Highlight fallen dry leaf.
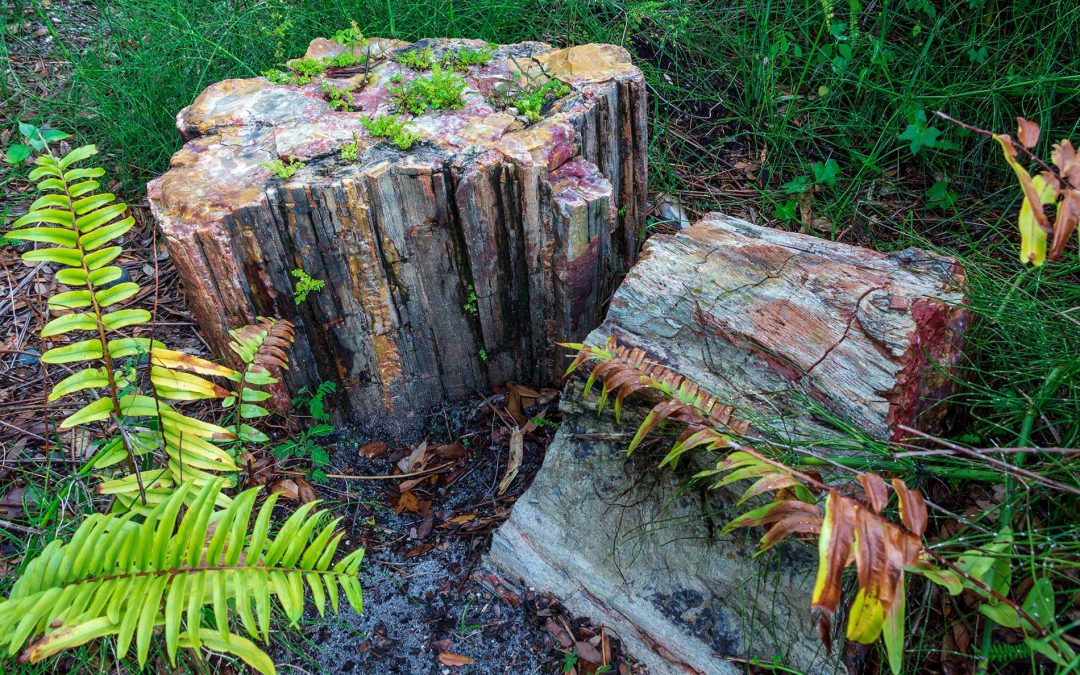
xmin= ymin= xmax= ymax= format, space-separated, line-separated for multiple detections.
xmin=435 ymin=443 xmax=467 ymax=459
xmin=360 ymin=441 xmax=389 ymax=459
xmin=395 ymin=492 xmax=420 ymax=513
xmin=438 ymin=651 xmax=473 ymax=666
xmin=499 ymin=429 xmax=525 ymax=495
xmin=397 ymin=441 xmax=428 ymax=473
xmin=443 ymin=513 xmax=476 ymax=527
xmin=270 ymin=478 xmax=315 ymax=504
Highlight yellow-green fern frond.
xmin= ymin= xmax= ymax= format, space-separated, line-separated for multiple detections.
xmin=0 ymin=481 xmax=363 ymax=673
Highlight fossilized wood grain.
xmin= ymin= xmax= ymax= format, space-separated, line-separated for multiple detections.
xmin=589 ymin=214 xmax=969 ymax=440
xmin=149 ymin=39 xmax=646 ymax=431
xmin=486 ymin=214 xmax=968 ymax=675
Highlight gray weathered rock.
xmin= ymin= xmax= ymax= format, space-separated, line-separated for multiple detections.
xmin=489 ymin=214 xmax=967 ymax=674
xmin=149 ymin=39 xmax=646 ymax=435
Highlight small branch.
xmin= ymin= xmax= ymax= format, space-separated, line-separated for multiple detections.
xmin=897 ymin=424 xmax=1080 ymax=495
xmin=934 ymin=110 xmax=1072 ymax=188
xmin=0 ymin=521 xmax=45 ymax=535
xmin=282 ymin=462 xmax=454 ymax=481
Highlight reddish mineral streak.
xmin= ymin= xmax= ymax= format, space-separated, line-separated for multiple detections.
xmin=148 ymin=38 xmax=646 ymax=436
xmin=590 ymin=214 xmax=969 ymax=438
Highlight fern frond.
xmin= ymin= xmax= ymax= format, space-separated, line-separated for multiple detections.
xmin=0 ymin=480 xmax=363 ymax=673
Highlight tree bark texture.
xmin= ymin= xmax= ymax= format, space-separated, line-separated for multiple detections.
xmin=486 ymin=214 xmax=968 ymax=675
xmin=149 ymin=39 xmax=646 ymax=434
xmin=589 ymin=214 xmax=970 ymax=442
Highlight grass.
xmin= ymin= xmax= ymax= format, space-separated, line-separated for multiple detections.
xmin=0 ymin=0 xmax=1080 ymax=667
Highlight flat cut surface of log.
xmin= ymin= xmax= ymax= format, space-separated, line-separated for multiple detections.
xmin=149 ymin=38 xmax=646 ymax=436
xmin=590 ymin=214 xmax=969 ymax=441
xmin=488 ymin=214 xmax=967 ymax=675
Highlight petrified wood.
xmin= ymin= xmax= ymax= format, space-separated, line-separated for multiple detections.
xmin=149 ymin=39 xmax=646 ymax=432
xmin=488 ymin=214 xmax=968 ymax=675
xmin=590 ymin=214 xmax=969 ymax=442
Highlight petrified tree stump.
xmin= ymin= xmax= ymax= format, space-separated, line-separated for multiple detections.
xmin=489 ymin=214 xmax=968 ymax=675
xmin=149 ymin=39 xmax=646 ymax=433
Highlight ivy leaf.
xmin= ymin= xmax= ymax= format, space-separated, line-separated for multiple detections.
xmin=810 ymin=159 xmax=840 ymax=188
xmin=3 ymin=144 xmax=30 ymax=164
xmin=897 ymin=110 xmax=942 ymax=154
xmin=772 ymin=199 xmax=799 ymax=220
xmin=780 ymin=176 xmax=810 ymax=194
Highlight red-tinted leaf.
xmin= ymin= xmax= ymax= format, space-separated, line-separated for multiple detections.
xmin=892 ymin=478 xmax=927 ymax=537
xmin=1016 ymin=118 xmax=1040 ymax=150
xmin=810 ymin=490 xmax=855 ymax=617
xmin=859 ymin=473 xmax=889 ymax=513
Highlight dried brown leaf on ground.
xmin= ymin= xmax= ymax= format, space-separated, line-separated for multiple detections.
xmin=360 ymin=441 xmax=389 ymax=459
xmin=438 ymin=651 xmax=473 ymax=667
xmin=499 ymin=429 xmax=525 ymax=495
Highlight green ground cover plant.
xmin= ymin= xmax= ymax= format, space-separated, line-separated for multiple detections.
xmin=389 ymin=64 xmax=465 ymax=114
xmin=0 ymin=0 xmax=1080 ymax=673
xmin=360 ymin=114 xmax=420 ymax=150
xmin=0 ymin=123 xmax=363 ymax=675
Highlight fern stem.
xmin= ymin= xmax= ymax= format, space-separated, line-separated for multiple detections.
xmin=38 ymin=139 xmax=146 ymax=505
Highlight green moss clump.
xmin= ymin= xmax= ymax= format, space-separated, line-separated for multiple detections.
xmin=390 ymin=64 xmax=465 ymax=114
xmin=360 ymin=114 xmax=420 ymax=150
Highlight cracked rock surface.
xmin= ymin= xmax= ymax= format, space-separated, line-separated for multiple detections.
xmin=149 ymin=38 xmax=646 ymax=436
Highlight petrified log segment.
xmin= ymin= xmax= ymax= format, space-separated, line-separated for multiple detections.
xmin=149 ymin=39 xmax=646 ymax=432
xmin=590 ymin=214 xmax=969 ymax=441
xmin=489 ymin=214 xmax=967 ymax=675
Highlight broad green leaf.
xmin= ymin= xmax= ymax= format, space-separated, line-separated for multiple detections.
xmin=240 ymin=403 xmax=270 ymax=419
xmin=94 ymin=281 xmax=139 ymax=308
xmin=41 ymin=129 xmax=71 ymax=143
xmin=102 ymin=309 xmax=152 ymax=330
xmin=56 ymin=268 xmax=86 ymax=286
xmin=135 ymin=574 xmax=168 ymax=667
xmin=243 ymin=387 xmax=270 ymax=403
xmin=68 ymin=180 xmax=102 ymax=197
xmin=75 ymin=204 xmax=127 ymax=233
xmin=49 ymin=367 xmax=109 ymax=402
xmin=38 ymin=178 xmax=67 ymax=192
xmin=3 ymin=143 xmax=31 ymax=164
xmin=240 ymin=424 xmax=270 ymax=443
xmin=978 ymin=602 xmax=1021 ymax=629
-------
Rewrite every line of the rows above as a Markdown table with the columns "No." and "Line text", numbering the lines in order and omitting blank ones. Leave out the pictures.

| No. | Line text |
|---|---|
| 1 | Highlight fallen dry leaf. |
| 2 | xmin= ymin= xmax= ymax= format, space-separated, line-separated for multiple detections. |
| 3 | xmin=435 ymin=443 xmax=467 ymax=459 |
| 4 | xmin=360 ymin=441 xmax=389 ymax=459 |
| 5 | xmin=395 ymin=492 xmax=420 ymax=513 |
| 6 | xmin=438 ymin=651 xmax=473 ymax=666 |
| 7 | xmin=499 ymin=429 xmax=525 ymax=495 |
| 8 | xmin=397 ymin=441 xmax=428 ymax=473 |
| 9 | xmin=443 ymin=513 xmax=476 ymax=527 |
| 10 | xmin=270 ymin=478 xmax=315 ymax=504 |
| 11 | Highlight yellow-green fern frond. |
| 12 | xmin= ymin= xmax= ymax= format, space-separated, line-separated for multiple detections. |
| 13 | xmin=0 ymin=481 xmax=363 ymax=673 |
| 14 | Highlight fossilized wood grain. |
| 15 | xmin= ymin= xmax= ymax= format, space-separated, line-separated for multiple detections. |
| 16 | xmin=589 ymin=214 xmax=969 ymax=440 |
| 17 | xmin=149 ymin=39 xmax=646 ymax=431 |
| 18 | xmin=486 ymin=214 xmax=968 ymax=675 |
| 19 | Highlight gray weathered rock. |
| 20 | xmin= ymin= xmax= ymax= format, space-separated, line-separated for multiple detections. |
| 21 | xmin=489 ymin=214 xmax=967 ymax=674 |
| 22 | xmin=149 ymin=39 xmax=646 ymax=435 |
| 23 | Highlight small branch. |
| 24 | xmin= ymin= xmax= ymax= format, space-separated, line-separated for multiple detections. |
| 25 | xmin=897 ymin=424 xmax=1080 ymax=495 |
| 26 | xmin=934 ymin=110 xmax=1072 ymax=188 |
| 27 | xmin=0 ymin=521 xmax=45 ymax=535 |
| 28 | xmin=282 ymin=462 xmax=454 ymax=481 |
| 29 | Highlight reddish mineral streak. |
| 30 | xmin= ymin= xmax= ymax= format, space-separated, line-separated for multiple detections. |
| 31 | xmin=148 ymin=38 xmax=646 ymax=436 |
| 32 | xmin=590 ymin=214 xmax=969 ymax=438 |
| 33 | Highlight fern frond. |
| 34 | xmin= ymin= xmax= ymax= format, space-separated, line-separated for multiple detections. |
| 35 | xmin=0 ymin=480 xmax=363 ymax=673 |
| 36 | Highlight tree bark texture. |
| 37 | xmin= ymin= xmax= ymax= format, space-separated, line-separated for multiple detections. |
| 38 | xmin=486 ymin=214 xmax=968 ymax=675 |
| 39 | xmin=149 ymin=39 xmax=646 ymax=434 |
| 40 | xmin=589 ymin=214 xmax=970 ymax=442 |
| 41 | Highlight grass. |
| 42 | xmin= ymin= xmax= ymax= format, space-separated, line-separated for multiple detections. |
| 43 | xmin=0 ymin=0 xmax=1080 ymax=667 |
| 44 | Highlight flat cut surface of log. |
| 45 | xmin= ymin= xmax= ymax= format, space-separated, line-separated for multiple detections. |
| 46 | xmin=149 ymin=38 xmax=646 ymax=436 |
| 47 | xmin=590 ymin=214 xmax=969 ymax=441 |
| 48 | xmin=488 ymin=214 xmax=967 ymax=675 |
| 49 | Highlight petrified wood. |
| 50 | xmin= ymin= xmax= ymax= format, space-separated, line-separated for multiple detections. |
| 51 | xmin=149 ymin=39 xmax=646 ymax=432 |
| 52 | xmin=488 ymin=214 xmax=968 ymax=675 |
| 53 | xmin=590 ymin=214 xmax=969 ymax=442 |
| 54 | Highlight petrified tree stump. |
| 55 | xmin= ymin= xmax= ymax= format, space-separated, line-separated for multiple detections. |
| 56 | xmin=489 ymin=214 xmax=968 ymax=675 |
| 57 | xmin=149 ymin=39 xmax=646 ymax=433 |
| 58 | Highlight ivy leaf. |
| 59 | xmin= ymin= xmax= ymax= format, space-separated, line-separated for multiple detections. |
| 60 | xmin=810 ymin=159 xmax=840 ymax=188 |
| 61 | xmin=3 ymin=144 xmax=30 ymax=164 |
| 62 | xmin=897 ymin=110 xmax=942 ymax=154 |
| 63 | xmin=772 ymin=199 xmax=799 ymax=220 |
| 64 | xmin=780 ymin=176 xmax=810 ymax=194 |
| 65 | Highlight red-tinted leaf. |
| 66 | xmin= ymin= xmax= ymax= format, space-separated, line-separated for multiple detections. |
| 67 | xmin=892 ymin=478 xmax=927 ymax=537 |
| 68 | xmin=1016 ymin=118 xmax=1040 ymax=150 |
| 69 | xmin=810 ymin=490 xmax=855 ymax=617 |
| 70 | xmin=859 ymin=473 xmax=889 ymax=513 |
| 71 | Highlight dried brown leaf on ground. |
| 72 | xmin= ymin= xmax= ymax= format, space-separated, line-separated for multiple detections. |
| 73 | xmin=360 ymin=441 xmax=389 ymax=459 |
| 74 | xmin=438 ymin=651 xmax=473 ymax=667 |
| 75 | xmin=499 ymin=429 xmax=525 ymax=495 |
| 76 | Highlight green ground cover plant. |
| 77 | xmin= ymin= xmax= ymax= format, space-separated, line-separated for multiple detections. |
| 78 | xmin=389 ymin=64 xmax=465 ymax=114 |
| 79 | xmin=0 ymin=0 xmax=1080 ymax=673 |
| 80 | xmin=360 ymin=114 xmax=420 ymax=150 |
| 81 | xmin=0 ymin=123 xmax=363 ymax=675 |
| 82 | Highlight fern stem. |
| 83 | xmin= ymin= xmax= ymax= format, space-separated, line-separated for multiple detections. |
| 84 | xmin=38 ymin=139 xmax=146 ymax=505 |
| 85 | Highlight green moss clump. |
| 86 | xmin= ymin= xmax= ymax= format, space-separated, line-separated for multiple detections. |
| 87 | xmin=390 ymin=64 xmax=465 ymax=114 |
| 88 | xmin=360 ymin=114 xmax=420 ymax=150 |
| 89 | Highlight cracked rock surface. |
| 90 | xmin= ymin= xmax= ymax= format, space-separated, line-separated for multiple detections. |
| 91 | xmin=149 ymin=38 xmax=646 ymax=436 |
| 92 | Highlight petrified log segment. |
| 93 | xmin= ymin= xmax= ymax= format, space-separated, line-separated for multiple detections. |
| 94 | xmin=149 ymin=39 xmax=646 ymax=432 |
| 95 | xmin=590 ymin=214 xmax=969 ymax=441 |
| 96 | xmin=489 ymin=214 xmax=967 ymax=675 |
| 97 | Highlight broad green leaf. |
| 98 | xmin= ymin= xmax= ymax= format, space-separated, line-separated for multiple detections. |
| 99 | xmin=240 ymin=403 xmax=270 ymax=419 |
| 100 | xmin=94 ymin=281 xmax=139 ymax=308 |
| 101 | xmin=41 ymin=129 xmax=71 ymax=143 |
| 102 | xmin=102 ymin=309 xmax=152 ymax=330 |
| 103 | xmin=56 ymin=268 xmax=86 ymax=286 |
| 104 | xmin=135 ymin=574 xmax=168 ymax=667 |
| 105 | xmin=243 ymin=387 xmax=270 ymax=403 |
| 106 | xmin=68 ymin=180 xmax=102 ymax=197 |
| 107 | xmin=75 ymin=204 xmax=127 ymax=233 |
| 108 | xmin=49 ymin=367 xmax=109 ymax=402 |
| 109 | xmin=38 ymin=178 xmax=67 ymax=192 |
| 110 | xmin=3 ymin=143 xmax=31 ymax=164 |
| 111 | xmin=240 ymin=424 xmax=270 ymax=443 |
| 112 | xmin=978 ymin=602 xmax=1021 ymax=629 |